> [MATERIAL SUPPLIED]:
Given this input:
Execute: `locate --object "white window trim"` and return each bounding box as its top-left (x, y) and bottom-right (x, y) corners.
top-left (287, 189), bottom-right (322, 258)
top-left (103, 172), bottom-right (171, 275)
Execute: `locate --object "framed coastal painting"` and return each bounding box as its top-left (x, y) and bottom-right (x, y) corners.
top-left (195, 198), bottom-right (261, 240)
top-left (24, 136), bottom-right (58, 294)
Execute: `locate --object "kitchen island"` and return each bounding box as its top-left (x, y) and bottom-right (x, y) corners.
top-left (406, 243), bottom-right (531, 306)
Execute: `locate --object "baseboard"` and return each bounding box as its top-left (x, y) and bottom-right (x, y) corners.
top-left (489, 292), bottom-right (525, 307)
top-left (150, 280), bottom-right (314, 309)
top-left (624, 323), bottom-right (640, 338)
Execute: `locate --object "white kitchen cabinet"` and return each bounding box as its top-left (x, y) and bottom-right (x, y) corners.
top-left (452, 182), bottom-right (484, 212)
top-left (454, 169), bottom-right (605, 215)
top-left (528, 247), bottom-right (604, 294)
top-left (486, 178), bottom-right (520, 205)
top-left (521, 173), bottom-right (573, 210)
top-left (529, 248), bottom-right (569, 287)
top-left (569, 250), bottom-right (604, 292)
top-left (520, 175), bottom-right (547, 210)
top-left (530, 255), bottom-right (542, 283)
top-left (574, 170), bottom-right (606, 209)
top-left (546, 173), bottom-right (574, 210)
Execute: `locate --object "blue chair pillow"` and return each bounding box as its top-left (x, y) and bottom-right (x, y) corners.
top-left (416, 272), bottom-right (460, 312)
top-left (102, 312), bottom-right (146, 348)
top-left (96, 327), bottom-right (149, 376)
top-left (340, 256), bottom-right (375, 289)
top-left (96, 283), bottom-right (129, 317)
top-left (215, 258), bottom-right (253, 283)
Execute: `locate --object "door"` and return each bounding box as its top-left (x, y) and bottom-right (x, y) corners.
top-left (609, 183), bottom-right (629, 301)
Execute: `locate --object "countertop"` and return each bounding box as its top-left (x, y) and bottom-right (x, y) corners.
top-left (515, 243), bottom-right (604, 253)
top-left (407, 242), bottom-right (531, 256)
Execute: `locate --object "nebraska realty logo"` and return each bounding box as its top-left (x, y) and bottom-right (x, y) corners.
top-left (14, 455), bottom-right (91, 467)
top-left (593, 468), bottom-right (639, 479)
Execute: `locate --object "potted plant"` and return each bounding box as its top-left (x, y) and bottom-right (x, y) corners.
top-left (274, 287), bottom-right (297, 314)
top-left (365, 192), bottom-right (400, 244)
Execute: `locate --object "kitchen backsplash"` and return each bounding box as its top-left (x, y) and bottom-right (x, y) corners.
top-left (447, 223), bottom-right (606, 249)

> [PROMPT]: Please return the full listing exactly as it appears.

> [EXPECTED OUTPUT]:
Given this input:
Execute: `locate --object "white window trim"` and return each bounding box as its top-left (x, y) and bottom-right (x, y) corners.
top-left (287, 189), bottom-right (322, 258)
top-left (103, 172), bottom-right (171, 275)
Execute: `locate --object "framed coastal painting"` and return each bounding box as its top-left (x, y) and bottom-right (x, y) corners.
top-left (195, 198), bottom-right (261, 240)
top-left (24, 136), bottom-right (58, 294)
Execute: `locate --object "kitchen island"` and return each bounding box as its top-left (x, y) and bottom-right (x, y) corners.
top-left (406, 243), bottom-right (531, 306)
Execute: `locate --object "baseboard"` and return each bounding box as its top-left (x, y) and bottom-right (x, y) corners.
top-left (489, 292), bottom-right (525, 307)
top-left (150, 280), bottom-right (314, 309)
top-left (624, 323), bottom-right (640, 338)
Execute: `locate --object "white kitchen cabinet"` and return each bounding box as its top-left (x, y) and bottom-right (x, y) corners.
top-left (452, 182), bottom-right (484, 212)
top-left (454, 169), bottom-right (605, 215)
top-left (528, 247), bottom-right (604, 294)
top-left (486, 178), bottom-right (520, 205)
top-left (521, 173), bottom-right (573, 210)
top-left (529, 248), bottom-right (569, 287)
top-left (569, 250), bottom-right (604, 292)
top-left (520, 175), bottom-right (547, 210)
top-left (530, 255), bottom-right (542, 283)
top-left (574, 170), bottom-right (606, 209)
top-left (546, 173), bottom-right (574, 210)
Execute: `locate --object "blue chair pillow"` and return each bounding box as its top-left (x, y) and bottom-right (x, y) corners.
top-left (416, 272), bottom-right (460, 312)
top-left (102, 312), bottom-right (146, 348)
top-left (96, 327), bottom-right (149, 376)
top-left (340, 256), bottom-right (375, 289)
top-left (96, 283), bottom-right (129, 317)
top-left (215, 258), bottom-right (253, 283)
Execute: `locate --object "door"` and return each bounding box as its top-left (x, y) and bottom-right (x, y) corners.
top-left (609, 183), bottom-right (629, 301)
Execute: `locate --object "countertop"` and return each bounding box as its top-left (x, y) and bottom-right (x, y) corners.
top-left (515, 243), bottom-right (604, 253)
top-left (407, 242), bottom-right (531, 256)
Execute: `locate --object "nebraska realty logo"` and return each bounding box as its top-left (x, y) and bottom-right (x, y) corners.
top-left (14, 455), bottom-right (91, 467)
top-left (593, 468), bottom-right (639, 479)
Execute: `locate --object "potted plant"` and return each bounding box as its top-left (x, y) and bottom-right (x, y) corners.
top-left (274, 287), bottom-right (297, 314)
top-left (365, 192), bottom-right (400, 244)
Execute: `locate --object "kitchen backsplash"` and return each bounding box as its top-left (x, y) and bottom-right (x, y) corners.
top-left (447, 223), bottom-right (606, 249)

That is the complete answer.